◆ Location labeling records

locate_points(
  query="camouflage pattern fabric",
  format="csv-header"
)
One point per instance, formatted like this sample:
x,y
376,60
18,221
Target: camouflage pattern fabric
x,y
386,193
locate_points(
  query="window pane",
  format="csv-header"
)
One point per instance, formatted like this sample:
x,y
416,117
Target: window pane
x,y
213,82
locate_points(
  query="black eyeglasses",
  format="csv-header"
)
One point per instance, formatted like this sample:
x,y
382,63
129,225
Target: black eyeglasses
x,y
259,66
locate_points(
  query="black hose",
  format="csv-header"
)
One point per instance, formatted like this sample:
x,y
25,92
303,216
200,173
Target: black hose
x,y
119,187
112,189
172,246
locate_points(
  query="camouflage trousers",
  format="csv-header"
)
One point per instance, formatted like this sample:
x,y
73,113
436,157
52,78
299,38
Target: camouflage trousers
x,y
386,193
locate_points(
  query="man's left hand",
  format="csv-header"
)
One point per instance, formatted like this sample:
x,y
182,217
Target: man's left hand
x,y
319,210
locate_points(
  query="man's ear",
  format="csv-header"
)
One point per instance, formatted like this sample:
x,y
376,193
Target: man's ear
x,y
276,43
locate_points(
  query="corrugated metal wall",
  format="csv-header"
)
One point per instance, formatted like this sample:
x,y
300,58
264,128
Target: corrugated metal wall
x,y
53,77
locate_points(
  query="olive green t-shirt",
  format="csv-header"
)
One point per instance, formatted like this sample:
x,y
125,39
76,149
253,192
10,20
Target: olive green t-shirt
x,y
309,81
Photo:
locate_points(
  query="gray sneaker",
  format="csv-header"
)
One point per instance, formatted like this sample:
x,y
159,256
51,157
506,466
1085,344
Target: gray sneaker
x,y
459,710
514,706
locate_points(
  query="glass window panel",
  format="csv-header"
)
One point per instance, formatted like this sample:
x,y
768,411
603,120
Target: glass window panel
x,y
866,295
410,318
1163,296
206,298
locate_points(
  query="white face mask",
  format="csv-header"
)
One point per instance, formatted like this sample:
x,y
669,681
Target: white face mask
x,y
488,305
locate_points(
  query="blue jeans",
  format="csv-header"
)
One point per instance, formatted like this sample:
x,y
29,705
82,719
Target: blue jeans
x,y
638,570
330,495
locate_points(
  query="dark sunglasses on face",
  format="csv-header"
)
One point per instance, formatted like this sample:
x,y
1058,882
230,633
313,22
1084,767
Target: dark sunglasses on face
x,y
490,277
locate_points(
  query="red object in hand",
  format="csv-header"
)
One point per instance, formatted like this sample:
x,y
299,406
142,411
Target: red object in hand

◆ WHAT YOU ARE ASKED TO DO
Recopy all the lines exactly as they appear.

◆ THE SOLUTION
locate_points(
  query="camouflage pattern fabric",
  format="csv-header"
)
One point per instance, formatted like this sample:
x,y
376,60
18,221
Target: camouflage pattern fabric
x,y
386,193
locate_points(
  query="window pane",
  format="csv-header"
)
One point per instance, formatted like this sample:
x,y
416,117
Target: window pane
x,y
213,82
locate_points(
  query="black eyeglasses",
  format="csv-header"
)
One point per instance, formatted like this sample:
x,y
382,63
129,225
Target: black eyeglasses
x,y
259,66
locate_points(
  query="black hose",
  format="csv-header"
)
One point per instance, formatted like this sample:
x,y
25,92
303,216
200,173
Target: black hose
x,y
119,187
112,189
172,246
locate_points(
  query="camouflage trousers",
  format="csv-header"
)
One point per instance, formatted like this sample:
x,y
73,113
436,157
52,78
299,38
Target: camouflage trousers
x,y
386,193
locate_points(
  query="man's left hand",
  format="csv-header"
)
One point per instance, formatted like this sample:
x,y
182,217
Target: man's left hand
x,y
319,210
locate_points(
  query="man's ear",
  format="csv-header"
)
One point per instance, formatted like this sample:
x,y
376,193
Target: man's ear
x,y
276,43
locate_points(
  query="corrugated metal wall",
  format="csv-header"
)
One point per instance, formatted like this sample:
x,y
300,58
264,128
Target: corrugated metal wall
x,y
53,77
locate_points(
  query="olive green t-shirt",
  format="csv-header"
)
One point per instance, formatted like this sample:
x,y
125,39
76,149
253,192
10,20
Target: olive green t-shirt
x,y
309,81
Photo:
locate_points(
  query="gray sneaker",
  format="csv-header"
)
One point per instance, formatted like this sample:
x,y
159,256
51,157
506,466
1085,344
Target: gray sneaker
x,y
459,710
514,706
locate_points(
  query="glass window panel",
  format="csv-header"
)
One point per instance, formatted like this sample:
x,y
768,411
603,120
Target: glass window panel
x,y
866,295
410,318
1163,296
206,298
locate_points(
  query="white face mask",
  format="csv-header"
)
One point per instance, formatted like this sample:
x,y
669,681
Target: white face mask
x,y
488,305
locate_points(
  query="blue jeans",
  format="csv-header"
)
One point per instance, formatted like this sample:
x,y
29,705
82,719
Target: blue jeans
x,y
638,570
330,495
locate_points(
  query="dark sunglasses on face",
  format="csv-header"
)
One point per instance, formatted like this sample:
x,y
1058,882
230,633
313,22
1084,767
Target: dark sunglasses on face
x,y
490,277
locate_points(
  query="red object in hand",
  format="csv-header"
)
One point per instance, formatted like this sample:
x,y
299,406
142,411
Target: red object in hand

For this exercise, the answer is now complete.